## [Data listing]
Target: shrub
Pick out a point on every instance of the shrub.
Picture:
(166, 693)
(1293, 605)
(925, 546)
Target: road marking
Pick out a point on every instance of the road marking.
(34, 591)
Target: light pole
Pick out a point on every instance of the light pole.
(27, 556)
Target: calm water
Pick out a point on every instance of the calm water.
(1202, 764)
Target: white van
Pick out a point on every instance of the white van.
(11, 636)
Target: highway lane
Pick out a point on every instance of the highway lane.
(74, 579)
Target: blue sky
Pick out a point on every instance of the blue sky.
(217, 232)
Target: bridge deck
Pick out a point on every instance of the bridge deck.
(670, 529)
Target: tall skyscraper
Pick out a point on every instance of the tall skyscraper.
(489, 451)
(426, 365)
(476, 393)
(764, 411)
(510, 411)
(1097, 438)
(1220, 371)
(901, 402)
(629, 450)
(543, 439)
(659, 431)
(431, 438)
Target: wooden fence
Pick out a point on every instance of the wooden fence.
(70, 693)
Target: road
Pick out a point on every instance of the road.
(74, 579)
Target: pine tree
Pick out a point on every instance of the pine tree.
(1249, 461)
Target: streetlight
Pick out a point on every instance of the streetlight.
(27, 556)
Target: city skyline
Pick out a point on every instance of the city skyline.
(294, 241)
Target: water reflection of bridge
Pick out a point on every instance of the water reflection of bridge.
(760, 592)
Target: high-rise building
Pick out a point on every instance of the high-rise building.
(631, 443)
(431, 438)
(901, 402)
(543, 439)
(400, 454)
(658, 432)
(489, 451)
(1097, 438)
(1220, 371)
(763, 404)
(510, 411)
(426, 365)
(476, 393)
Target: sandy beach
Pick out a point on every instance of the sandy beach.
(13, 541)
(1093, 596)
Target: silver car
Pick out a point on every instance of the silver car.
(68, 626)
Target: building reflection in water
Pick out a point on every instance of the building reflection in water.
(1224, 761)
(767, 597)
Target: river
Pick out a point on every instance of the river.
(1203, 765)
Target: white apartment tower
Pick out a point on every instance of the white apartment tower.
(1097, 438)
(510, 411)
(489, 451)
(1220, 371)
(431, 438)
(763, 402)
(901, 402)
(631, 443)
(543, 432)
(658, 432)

## [Task to carry out]
Could you reproduce the records word for word, starting at the line that contains "Target: white apartment tower" and ending with the last line of the records, both ends included?

## [Exercise result]
Target: white apartment tower
Pick out a point on every instance of the white apartment tower.
(1097, 438)
(510, 411)
(489, 451)
(1220, 371)
(431, 438)
(763, 402)
(901, 402)
(631, 443)
(543, 432)
(658, 432)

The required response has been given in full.